To do: Return the records exactly as they are.

Information provided:

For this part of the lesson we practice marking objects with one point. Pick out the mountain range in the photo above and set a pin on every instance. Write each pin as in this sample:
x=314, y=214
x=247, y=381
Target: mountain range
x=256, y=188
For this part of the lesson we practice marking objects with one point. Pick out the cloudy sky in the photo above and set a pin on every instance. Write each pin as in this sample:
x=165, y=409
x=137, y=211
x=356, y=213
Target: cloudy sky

Task response:
For this part of the lesson we practice marking objects with one point. Pick out the mountain range in the photo above and set a pin on every instance. Write each pin as in this sample:
x=314, y=214
x=247, y=381
Target: mountain range
x=256, y=188
For this part of the lesson we practice marking objects with one point. Pick out the cloudy sky in the photo above and set a pin on every instance. Write each pin as in this sample:
x=165, y=409
x=137, y=211
x=356, y=213
Target: cloudy sky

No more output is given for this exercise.